TEXT UNDER STUDY:
□ □ □ □ □

California, home of the freeway and the car-based lifestyle, has long struggled with air pollution—and been a pioneer in cleaning up the air, for example in vehicle emission standards. But in recent years, a new threat to air quality has emerged as summer and fall bring some of the worst wildfires in state history, spreading smoke and haze over hundreds of miles.
“I didn’t anticipate it, and I don’t see an end to it,” said professor Anthony Wexler, director of the UC Davis Air Quality Research Center, who has studied air quality issues for over 30 years.
UC Davis has a long history of research in air pollution and health. For example, in the 1970s, professor Thomas Cahill and colleagues showed how lead pollution spread from freeways over neighborhoods, leading then-Gov. Jerry Brown to introduce the first controls on lead as a gasoline additive. Now researchers across the campus are looking at the threat to health from wildfire smoke.
Smoke gets in your eyes (and lungs)
Smoke is made up of tiny, mostly carbon-based particles, said Kent Pinkerton, director of the UC Davis Center for Health and Environment and a professor with appointments in the School of Veterinary Medicine and School of Medicine.
The size of these particles is critical, Pinkerton said. Those that are 2.5 micrometers or smaller in size—known as PM2.5—can enter deep into the airways and alveoli of the lung. There particles may be trapped in mucus or consumed by protective cells called macrophages, and the debris is coughed up or swallowed. But some particles may make their way from the lung to other organ systems.

□ □ □ □ □

DATA SECTION:
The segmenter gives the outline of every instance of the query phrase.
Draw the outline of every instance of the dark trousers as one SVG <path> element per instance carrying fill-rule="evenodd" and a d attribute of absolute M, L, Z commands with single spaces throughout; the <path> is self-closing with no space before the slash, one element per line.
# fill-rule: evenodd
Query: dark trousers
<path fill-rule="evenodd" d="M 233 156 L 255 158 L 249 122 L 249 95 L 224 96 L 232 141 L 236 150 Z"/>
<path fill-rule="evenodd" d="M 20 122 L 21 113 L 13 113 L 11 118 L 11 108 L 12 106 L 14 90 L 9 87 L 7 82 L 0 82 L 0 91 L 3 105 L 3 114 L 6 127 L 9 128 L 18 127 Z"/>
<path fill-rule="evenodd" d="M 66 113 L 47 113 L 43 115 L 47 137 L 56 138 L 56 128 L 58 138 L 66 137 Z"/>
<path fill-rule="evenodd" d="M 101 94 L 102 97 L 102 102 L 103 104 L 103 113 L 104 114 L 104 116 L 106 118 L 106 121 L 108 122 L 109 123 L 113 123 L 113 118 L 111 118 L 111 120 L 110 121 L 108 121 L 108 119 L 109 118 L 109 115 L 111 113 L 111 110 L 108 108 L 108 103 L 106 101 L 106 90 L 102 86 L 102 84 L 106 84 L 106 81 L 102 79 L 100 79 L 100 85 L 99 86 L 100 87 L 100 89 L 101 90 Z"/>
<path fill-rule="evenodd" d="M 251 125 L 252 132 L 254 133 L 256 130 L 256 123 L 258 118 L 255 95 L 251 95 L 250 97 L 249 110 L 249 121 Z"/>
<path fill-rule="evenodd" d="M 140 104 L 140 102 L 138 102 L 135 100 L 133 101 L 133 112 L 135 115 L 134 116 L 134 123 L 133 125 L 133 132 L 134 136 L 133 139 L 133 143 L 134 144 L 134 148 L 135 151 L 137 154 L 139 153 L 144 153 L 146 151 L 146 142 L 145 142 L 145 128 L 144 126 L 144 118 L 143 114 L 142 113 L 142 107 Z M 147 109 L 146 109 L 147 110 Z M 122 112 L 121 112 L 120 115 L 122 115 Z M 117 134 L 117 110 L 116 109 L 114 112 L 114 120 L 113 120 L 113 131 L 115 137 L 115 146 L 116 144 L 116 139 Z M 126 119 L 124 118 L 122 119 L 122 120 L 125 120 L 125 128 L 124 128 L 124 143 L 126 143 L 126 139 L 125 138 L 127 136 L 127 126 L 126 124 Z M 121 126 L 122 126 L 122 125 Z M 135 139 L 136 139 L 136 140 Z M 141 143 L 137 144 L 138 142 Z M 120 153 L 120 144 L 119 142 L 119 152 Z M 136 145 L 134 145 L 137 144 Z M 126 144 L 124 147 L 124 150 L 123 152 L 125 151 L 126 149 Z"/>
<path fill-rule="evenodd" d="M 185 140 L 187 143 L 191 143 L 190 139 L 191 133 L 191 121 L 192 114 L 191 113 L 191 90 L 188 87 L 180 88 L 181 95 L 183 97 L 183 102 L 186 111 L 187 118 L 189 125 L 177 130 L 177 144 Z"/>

□ □ □ □ □

PROBLEM SET:
(1) From the passage on wildfire smoke and air quality, write out the stretch from "California, home of" through "over 30 years.".
(2) Answer these questions from the passage on wildfire smoke and air quality:
(a) For how long has Anthony Wexler studied air quality issues?
(b) Which governor introduced the first controls on lead as a gasoline additive?
(c) What size are the particles known as PM2.5?

ANSWER LIST:
(1)
California, home of the freeway and the car-based lifestyle, has long struggled with air pollution—and been a pioneer in cleaning up the air, for example in vehicle emission standards. But in recent years, a new threat to air quality has emerged as summer and fall bring some of the worst wildfires in state history, spreading smoke and haze over hundreds of miles.
“I didn’t anticipate it, and I don’t see an end to it,” said professor Anthony Wexler, director of the UC Davis Air Quality Research Center, who has studied air quality issues for over 30 years.

(2)
(a) For over 30 years.
(b) Then-Gov. Jerry Brown.
(c) 2.5 micrometers or smaller.